= ACTIVITIES =
(a) In the article on Israel and state-sponsored terrorism below, which regions does it name as places where Israel supplied arms to dictatorial regimes in the 1970s and 1980s?
(b) According to the article on Israel and state-sponsored terrorism below, what did the 1954 Lavon Affair lead to?

= EXCERPTED TEXT =
◆ ◆ ◆
= Israel and state-sponsored terrorism =

The State of Israel has been accused of engaging in state-sponsored terrorism, as well as committing acts of state terrorism on a daily basis in Palestine. Countries that have condemned Israel's role as a perpetrator of state-sponsored terrorism or state terrorism include Bolivia, Iran, Lebanon, Oman, Qatar, Saudi Arabia, Syria, Turkey, and Yemen.

An early example of Israeli state-sponsored terrorism was the 1954 Lavon Affair, a botched bomb plot in Egypt that led to the resignation of the Israeli defense minister at the time. In the 1970s and 1980s, Israel was also a major supplier of arms to dictatorial regimes in South America, Sub-Saharan Africa, and Asia. In the 21st-century, it has been accused of sponsoring and supporting several terrorist groups as part of its Iran–Israel proxy conflict.

== 1948 Palestine war ==

===Operation Cast Thy Bread ===

The Haganah, a Zionist paramilitary organization which existed between 1920 and 1948, when it was replaced by the Israeli Defense Forces of the State of Israel, from April to December 1948, launched Operation Cast thy Bread. Its objective was to frighten and prevent Palestinian Arabs from returning to their captured villages and to make conditions difficult for Arab armies attempting to retake territories. The operation resulted in severe illness among local Palestinian citizens.

==1950–1951 Baghdad bombings==

The 1950–1951 Baghdad bombings were a series of bombings of Jewish targets in Baghdad, Iraq, between April 1950 and June 1951. There is a dispute around the true identity and objective of the offenders behind the bombings, and this issue remains unresolved.
◆ ◆ ◆
= DATA EXCERPT =
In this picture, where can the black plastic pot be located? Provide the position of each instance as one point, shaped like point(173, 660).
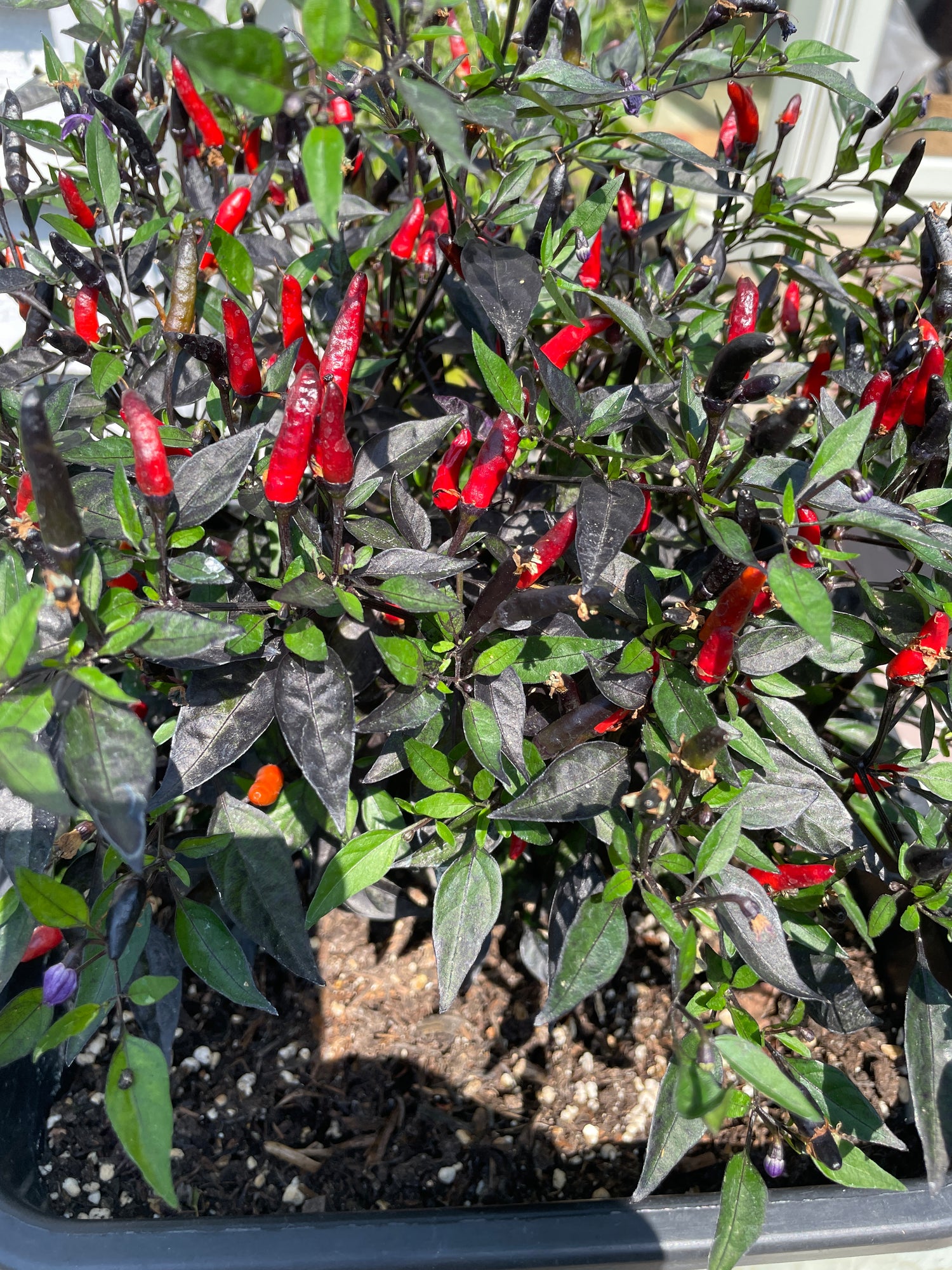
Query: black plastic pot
◆ ◆ ◆
= ANSWER SECTION =
(a) South America, Sub-Saharan Africa, and Asia.

(b) The resignation of the Israeli defense minister at the time.